> _Trabajo a realizar_:
[1] Explica, según el fragmento sobre la UE y Cataluña, qué hace que la aplicación del 155 se vea con más razón aún dentro del respeto de la UE a los ordenamientos nacionales.
[2] Copia del fragmento sobre la UE y Cataluña el pasaje que comienza con "Naturalmente, está también" y sigue hasta "acaso, y Alemania.".
[3] Traduce al inglés esta oración del fragmento sobre la UE y Cataluña: "A la UE le gustan la ley, los votos y la no violencia."

> _Fragmento del documento_:
La UE respeta los ordenamientos nacionales, salvo (como está ocurriendo en Hungría y Polonia) que violen el Estado de Derecho y la democracia, tal como se entienden en la propia Unión y sus tratados. Y la aplicación del 155 es vista dentro de este respeto, más aún cuando el presidente del Gobierno decidió convocar elecciones autonómicas en Cataluña, en el primer plazo posible. A la UE le gustan la ley, los votos y la no violencia. De ahí que el presidente del Consejo Europeo, Donald Tusk, dijera tras la Declaración Unilateral de Independencia que “para la UE nada cambia. España sigue siendo nuestro único interlocutor. Espero que el Gobierno español favorezca la fuerza del argumento, no el argumento de la fuerza”. Las imágenes de la violencia policial del 1 de octubre han pesado y los encarcelamientos incomodan. Pero la defensa frente al ataque a la integridad territorial y la ilegalidad priman. La UE sigue preocupada. Berlín pide reconciliación.
Naturalmente, está también la cuestión de los precedentes para otras reivindicaciones de este tipo, y la perspectiva que, por ejemplo, rechaza abiertamente el presidente de la Comisión Jean-Claude Juncker, de una Unión plagada de Estados pequeños o enanos, previsiblemente con el dominio absoluto de dos grandes: Francia, si acaso, y Alemania.

> _Extracto de datos_:
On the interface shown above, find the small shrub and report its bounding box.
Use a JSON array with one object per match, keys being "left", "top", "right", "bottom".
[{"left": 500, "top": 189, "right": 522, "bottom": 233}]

> _Respuestas del ejercicio_:
[1] El presidente del Gobierno decidió convocar elecciones autonómicas en Cataluña en el primer plazo posible.

[2]
Naturalmente, está también la cuestión de los precedentes para otras reivindicaciones de este tipo, y la perspectiva que, por ejemplo, rechaza abiertamente el presidente de la Comisión Jean-Claude Juncker, de una Unión plagada de Estados pequeños o enanos, previsiblemente con el dominio absoluto de dos grandes: Francia, si acaso, y Alemania.

[3] The EU likes the law, votes, and nonviolence.